* ENTRIES SUPPLIED
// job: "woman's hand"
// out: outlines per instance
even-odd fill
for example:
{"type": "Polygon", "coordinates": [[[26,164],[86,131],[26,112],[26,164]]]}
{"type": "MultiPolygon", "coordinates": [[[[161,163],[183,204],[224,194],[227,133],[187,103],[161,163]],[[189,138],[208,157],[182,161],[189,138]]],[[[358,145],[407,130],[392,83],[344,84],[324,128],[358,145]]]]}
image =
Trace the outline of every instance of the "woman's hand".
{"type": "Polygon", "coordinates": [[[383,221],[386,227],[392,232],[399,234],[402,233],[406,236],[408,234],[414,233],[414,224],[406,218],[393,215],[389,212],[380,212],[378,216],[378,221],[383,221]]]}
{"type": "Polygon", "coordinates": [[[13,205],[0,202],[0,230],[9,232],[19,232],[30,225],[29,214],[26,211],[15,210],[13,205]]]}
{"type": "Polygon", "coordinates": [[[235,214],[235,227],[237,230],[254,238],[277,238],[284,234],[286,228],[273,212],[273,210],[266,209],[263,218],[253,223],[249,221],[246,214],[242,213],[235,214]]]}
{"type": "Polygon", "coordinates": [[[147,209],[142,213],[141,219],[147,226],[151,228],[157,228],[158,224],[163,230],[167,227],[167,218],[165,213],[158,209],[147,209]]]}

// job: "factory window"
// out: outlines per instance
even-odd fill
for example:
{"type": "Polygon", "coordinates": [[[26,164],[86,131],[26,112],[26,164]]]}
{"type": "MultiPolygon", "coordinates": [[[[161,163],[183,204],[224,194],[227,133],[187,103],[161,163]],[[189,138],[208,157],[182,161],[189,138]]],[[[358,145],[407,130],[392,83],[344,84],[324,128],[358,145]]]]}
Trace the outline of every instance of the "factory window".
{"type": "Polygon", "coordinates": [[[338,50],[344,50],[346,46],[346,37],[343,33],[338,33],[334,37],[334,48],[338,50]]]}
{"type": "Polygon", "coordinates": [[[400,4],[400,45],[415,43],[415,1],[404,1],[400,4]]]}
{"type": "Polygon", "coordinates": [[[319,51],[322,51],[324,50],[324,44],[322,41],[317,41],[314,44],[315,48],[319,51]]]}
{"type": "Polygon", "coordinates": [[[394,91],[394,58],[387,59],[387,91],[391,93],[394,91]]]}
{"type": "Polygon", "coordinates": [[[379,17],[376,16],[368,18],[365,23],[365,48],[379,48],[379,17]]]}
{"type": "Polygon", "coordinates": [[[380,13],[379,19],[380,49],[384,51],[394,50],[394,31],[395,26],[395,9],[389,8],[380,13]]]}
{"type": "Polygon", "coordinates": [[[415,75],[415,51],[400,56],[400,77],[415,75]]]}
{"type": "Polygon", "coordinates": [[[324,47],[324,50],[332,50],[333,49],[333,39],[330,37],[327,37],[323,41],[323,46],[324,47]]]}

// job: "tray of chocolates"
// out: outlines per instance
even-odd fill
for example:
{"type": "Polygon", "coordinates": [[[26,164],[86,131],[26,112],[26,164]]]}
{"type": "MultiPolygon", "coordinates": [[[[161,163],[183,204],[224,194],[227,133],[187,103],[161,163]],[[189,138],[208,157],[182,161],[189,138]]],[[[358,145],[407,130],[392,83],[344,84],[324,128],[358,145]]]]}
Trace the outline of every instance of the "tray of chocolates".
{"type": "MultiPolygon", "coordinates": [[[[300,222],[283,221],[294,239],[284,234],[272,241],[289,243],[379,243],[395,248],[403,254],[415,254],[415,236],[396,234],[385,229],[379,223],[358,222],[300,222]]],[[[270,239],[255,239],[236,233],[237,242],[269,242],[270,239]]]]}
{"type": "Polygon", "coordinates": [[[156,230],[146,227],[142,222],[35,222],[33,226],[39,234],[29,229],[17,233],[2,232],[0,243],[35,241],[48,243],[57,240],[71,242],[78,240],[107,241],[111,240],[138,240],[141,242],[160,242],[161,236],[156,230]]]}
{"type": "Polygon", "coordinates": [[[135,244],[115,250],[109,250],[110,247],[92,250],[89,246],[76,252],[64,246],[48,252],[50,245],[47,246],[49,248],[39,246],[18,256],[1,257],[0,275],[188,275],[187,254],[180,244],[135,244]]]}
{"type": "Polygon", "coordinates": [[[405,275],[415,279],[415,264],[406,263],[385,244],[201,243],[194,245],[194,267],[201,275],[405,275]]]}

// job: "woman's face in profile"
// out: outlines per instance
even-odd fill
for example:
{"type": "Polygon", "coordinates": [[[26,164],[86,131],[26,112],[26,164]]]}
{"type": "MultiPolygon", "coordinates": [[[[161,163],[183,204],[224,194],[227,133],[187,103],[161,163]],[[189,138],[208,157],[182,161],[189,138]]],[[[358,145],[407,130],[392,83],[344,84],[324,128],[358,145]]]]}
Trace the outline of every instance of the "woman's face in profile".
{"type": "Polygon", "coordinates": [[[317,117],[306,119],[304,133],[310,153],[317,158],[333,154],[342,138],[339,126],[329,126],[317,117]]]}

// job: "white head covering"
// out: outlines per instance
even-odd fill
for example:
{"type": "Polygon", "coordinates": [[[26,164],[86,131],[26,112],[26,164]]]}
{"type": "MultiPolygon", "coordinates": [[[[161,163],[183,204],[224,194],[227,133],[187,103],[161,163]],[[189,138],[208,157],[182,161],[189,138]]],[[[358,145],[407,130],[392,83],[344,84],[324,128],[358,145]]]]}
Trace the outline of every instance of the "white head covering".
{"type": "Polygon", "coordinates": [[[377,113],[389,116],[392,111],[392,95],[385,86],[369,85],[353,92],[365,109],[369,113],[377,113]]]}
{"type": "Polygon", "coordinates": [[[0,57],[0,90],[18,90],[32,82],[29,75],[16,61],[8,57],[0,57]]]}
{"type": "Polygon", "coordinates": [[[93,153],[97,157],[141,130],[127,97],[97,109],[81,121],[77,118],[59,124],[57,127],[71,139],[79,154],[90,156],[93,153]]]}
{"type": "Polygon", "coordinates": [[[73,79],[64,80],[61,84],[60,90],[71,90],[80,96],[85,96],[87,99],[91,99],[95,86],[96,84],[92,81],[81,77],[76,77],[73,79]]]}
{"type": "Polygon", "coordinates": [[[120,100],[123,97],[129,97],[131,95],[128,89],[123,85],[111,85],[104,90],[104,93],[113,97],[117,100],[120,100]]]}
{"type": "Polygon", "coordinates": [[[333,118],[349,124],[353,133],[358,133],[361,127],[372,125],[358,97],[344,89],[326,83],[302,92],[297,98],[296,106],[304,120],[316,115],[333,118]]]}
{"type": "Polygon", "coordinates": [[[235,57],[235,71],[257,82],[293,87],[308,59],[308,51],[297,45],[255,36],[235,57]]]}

* THE EXERCISE
Quote the entire listing above exactly.

* TASK SOLUTION
// job: "woman's hand"
// out: outlines per instance
even-odd fill
for example:
{"type": "Polygon", "coordinates": [[[26,164],[86,131],[26,112],[26,164]]]}
{"type": "MultiPolygon", "coordinates": [[[[161,163],[183,204],[224,194],[227,133],[187,103],[161,163]],[[189,138],[208,157],[182,161],[189,138]]],[[[358,145],[407,130],[392,83],[344,84],[324,128],[358,145]]]]}
image =
Trace the outline of every instance of the "woman's hand".
{"type": "Polygon", "coordinates": [[[383,221],[386,227],[392,232],[399,234],[402,233],[406,236],[408,234],[414,233],[414,224],[406,218],[393,215],[389,212],[380,212],[378,216],[378,221],[383,221]]]}
{"type": "Polygon", "coordinates": [[[13,205],[0,202],[0,230],[9,232],[19,232],[30,225],[29,214],[26,211],[15,210],[13,205]]]}
{"type": "Polygon", "coordinates": [[[235,214],[235,227],[237,230],[254,238],[277,238],[284,234],[286,228],[273,212],[273,210],[266,209],[263,218],[253,223],[249,221],[246,214],[242,213],[235,214]]]}
{"type": "Polygon", "coordinates": [[[147,209],[142,213],[141,219],[147,226],[151,228],[157,228],[158,224],[163,230],[167,227],[167,218],[165,213],[158,209],[147,209]]]}

// job: "factory window"
// out: outlines per instance
even-odd fill
for example:
{"type": "Polygon", "coordinates": [[[26,164],[86,131],[26,112],[26,164]]]}
{"type": "MultiPolygon", "coordinates": [[[[161,163],[183,204],[224,194],[227,133],[187,103],[161,163]],[[189,138],[208,157],[182,161],[189,138]]],[[[358,145],[407,130],[392,83],[344,84],[324,128],[358,145]]]]}
Trace the outline of every instance of the "factory window".
{"type": "Polygon", "coordinates": [[[338,50],[344,50],[346,46],[346,37],[343,33],[338,33],[334,37],[334,48],[338,50]]]}
{"type": "Polygon", "coordinates": [[[400,4],[400,45],[415,43],[415,1],[404,1],[400,4]]]}
{"type": "Polygon", "coordinates": [[[319,51],[322,51],[324,50],[324,44],[322,41],[317,41],[314,44],[315,48],[319,51]]]}
{"type": "Polygon", "coordinates": [[[394,91],[394,58],[387,59],[387,91],[391,93],[394,91]]]}
{"type": "Polygon", "coordinates": [[[379,17],[376,16],[368,18],[365,23],[365,48],[379,48],[379,17]]]}
{"type": "Polygon", "coordinates": [[[380,13],[379,19],[380,49],[384,51],[394,50],[394,31],[395,26],[395,9],[389,8],[380,13]]]}
{"type": "Polygon", "coordinates": [[[415,75],[415,51],[400,56],[400,77],[415,75]]]}
{"type": "Polygon", "coordinates": [[[324,47],[324,50],[332,50],[333,49],[333,39],[330,37],[327,37],[323,41],[323,46],[324,47]]]}

// job: "tray of chocolates"
// out: outlines per instance
even-odd fill
for example:
{"type": "Polygon", "coordinates": [[[26,164],[86,131],[26,112],[26,164]]]}
{"type": "MultiPolygon", "coordinates": [[[[161,163],[183,204],[224,194],[227,133],[187,103],[161,163]],[[189,138],[208,157],[182,161],[189,138]]],[[[358,145],[407,130],[392,83],[344,84],[324,128],[358,145]]]]}
Trace the outline of every instance of the "tray of chocolates".
{"type": "MultiPolygon", "coordinates": [[[[300,222],[283,221],[294,239],[284,234],[272,241],[289,243],[379,243],[395,248],[403,254],[415,254],[415,236],[396,234],[385,229],[379,223],[358,222],[300,222]]],[[[270,239],[255,239],[236,233],[237,242],[269,242],[270,239]]]]}
{"type": "Polygon", "coordinates": [[[156,230],[146,227],[142,222],[35,222],[33,226],[39,234],[29,229],[17,233],[2,232],[0,243],[35,241],[48,243],[57,240],[71,242],[78,240],[107,241],[111,240],[138,240],[141,242],[160,242],[161,236],[156,230]]]}
{"type": "Polygon", "coordinates": [[[135,244],[115,250],[109,250],[110,247],[92,250],[89,246],[76,252],[64,246],[48,252],[50,245],[47,246],[49,248],[39,246],[18,256],[1,257],[0,275],[188,275],[187,254],[180,244],[135,244]]]}
{"type": "Polygon", "coordinates": [[[405,275],[415,279],[415,264],[406,263],[385,244],[201,243],[194,245],[194,267],[201,275],[405,275]]]}

// job: "woman's face in profile"
// out: outlines per instance
even-odd fill
for example:
{"type": "Polygon", "coordinates": [[[26,164],[86,131],[26,112],[26,164]]]}
{"type": "MultiPolygon", "coordinates": [[[[161,163],[183,204],[224,194],[227,133],[187,103],[161,163]],[[189,138],[208,157],[182,161],[189,138]]],[[[358,145],[407,130],[392,83],[344,84],[324,128],[358,145]]]]}
Trace the outline of every instance of the "woman's face in profile".
{"type": "Polygon", "coordinates": [[[317,117],[306,119],[304,133],[310,153],[317,158],[333,154],[342,138],[339,126],[329,126],[317,117]]]}

// job: "white head covering"
// out: outlines per instance
even-odd fill
for example:
{"type": "Polygon", "coordinates": [[[26,164],[86,131],[26,112],[26,164]]]}
{"type": "MultiPolygon", "coordinates": [[[[161,163],[183,204],[224,194],[227,133],[187,103],[161,163]],[[189,138],[208,157],[182,161],[189,138]]],[[[358,145],[407,130],[392,83],[344,84],[324,128],[358,145]]]]}
Trace the outline of every instance of the "white head covering".
{"type": "Polygon", "coordinates": [[[377,113],[389,116],[392,111],[392,95],[385,86],[369,85],[353,92],[365,109],[369,113],[377,113]]]}
{"type": "Polygon", "coordinates": [[[0,57],[0,90],[18,90],[32,82],[29,75],[16,61],[8,57],[0,57]]]}
{"type": "Polygon", "coordinates": [[[93,153],[97,157],[141,130],[127,97],[97,109],[81,121],[77,118],[59,124],[57,127],[71,139],[79,154],[90,156],[93,153]]]}
{"type": "Polygon", "coordinates": [[[73,79],[64,80],[61,84],[60,90],[71,90],[80,96],[85,96],[87,99],[91,99],[95,86],[96,84],[92,81],[81,77],[76,77],[73,79]]]}
{"type": "Polygon", "coordinates": [[[120,100],[123,97],[129,97],[131,95],[128,89],[123,85],[111,85],[104,90],[104,93],[113,97],[117,100],[120,100]]]}
{"type": "Polygon", "coordinates": [[[333,118],[349,124],[353,133],[358,133],[361,127],[372,125],[358,97],[344,89],[326,83],[302,92],[297,98],[296,106],[304,120],[316,115],[333,118]]]}
{"type": "Polygon", "coordinates": [[[235,57],[235,71],[257,82],[293,87],[308,59],[308,51],[297,45],[255,36],[235,57]]]}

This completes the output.